- _WHAT IS REQUIRED_
Drop every picture. Return the rest of the entries exactly.

Entries taken from a collection:
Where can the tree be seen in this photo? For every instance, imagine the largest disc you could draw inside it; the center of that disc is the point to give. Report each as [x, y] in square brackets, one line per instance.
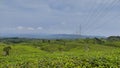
[6, 50]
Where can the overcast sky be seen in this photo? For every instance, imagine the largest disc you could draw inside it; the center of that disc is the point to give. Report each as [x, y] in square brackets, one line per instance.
[96, 17]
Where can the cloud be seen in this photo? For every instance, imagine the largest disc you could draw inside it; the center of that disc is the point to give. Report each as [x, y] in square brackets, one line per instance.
[30, 28]
[39, 28]
[20, 27]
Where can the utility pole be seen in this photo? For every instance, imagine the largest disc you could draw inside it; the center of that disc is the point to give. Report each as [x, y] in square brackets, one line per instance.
[80, 30]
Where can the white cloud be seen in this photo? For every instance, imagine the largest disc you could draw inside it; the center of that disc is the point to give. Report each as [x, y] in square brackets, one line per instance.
[20, 27]
[30, 28]
[39, 28]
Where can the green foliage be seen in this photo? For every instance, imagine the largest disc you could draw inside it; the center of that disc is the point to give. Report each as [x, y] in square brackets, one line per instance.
[80, 53]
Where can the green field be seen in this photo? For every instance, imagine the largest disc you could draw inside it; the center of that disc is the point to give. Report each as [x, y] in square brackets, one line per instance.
[79, 53]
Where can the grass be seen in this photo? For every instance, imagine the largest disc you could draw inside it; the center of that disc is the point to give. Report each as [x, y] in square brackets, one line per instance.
[72, 54]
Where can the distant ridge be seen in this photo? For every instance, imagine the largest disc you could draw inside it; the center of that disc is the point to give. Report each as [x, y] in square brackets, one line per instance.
[51, 36]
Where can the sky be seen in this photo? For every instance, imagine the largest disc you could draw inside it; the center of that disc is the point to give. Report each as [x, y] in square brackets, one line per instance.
[88, 17]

- _RESULT OF THIS TASK_
Where can the tree be seen in this photo? For every instance, imagine the largest disc you could draw inside it; the center of that disc is the point to give. Report each as [x, y] in square brackets, one line per instance.
[6, 50]
Where can the overcast sky be seen in this photo? For every instance, imagine the largest disc you could draw inside it; the center of that disc is the point to give. Report each as [x, y] in square brackets, one line per instance.
[96, 17]
Where can the cloud be seen in this photo? For every instance, imagine the largest disc you could draw inside it; the center of that disc is the point to give. Report each as [x, y] in square brackets, one line per instance.
[30, 28]
[39, 28]
[20, 27]
Where can the utility pole be seen in this photo? For every instance, imagine the largest disc you could draw inside it; the center of that disc is the point to give. Report each as [x, y] in square brackets, one line per instance.
[80, 30]
Where can the white cloud be seen in this photo? For every instance, imagine the largest disc you could draw inside it; the center of that disc is the point to give. Report each as [x, y] in square brackets, one line per instance.
[20, 27]
[30, 28]
[39, 28]
Where can the green foliage be seen in this photo? For every instance, imagine the largest disc you could draw inside it; the center of that disc is the point to give. Report each as [x, y] in square brackets, one line per instance.
[80, 53]
Where can the green field be seen in this photo? For every instance, imagine the largest disc you could draw inside it; the center of that disc is the point to give. Report each as [x, y] in square brackets, one line per instance.
[79, 53]
Where can the grass be seen in this photo? For every instance, imagine the largest disc you could draw inside it; the center of that disc is the point to give. Report each as [x, y] in square brackets, one line per instance.
[72, 54]
Where can the distant ridge be seen in this photo? For every instance, imagine the largest disc you could draw inside it; the center of that disc is the point to give. Report each as [x, y] in square brackets, one line per instance.
[51, 36]
Where can the sky be seen in this photo? For every instance, imagine the largest disc you could draw inside it; the center of that disc is the point to give. Report each as [x, y] in square brackets, one line per instance.
[88, 17]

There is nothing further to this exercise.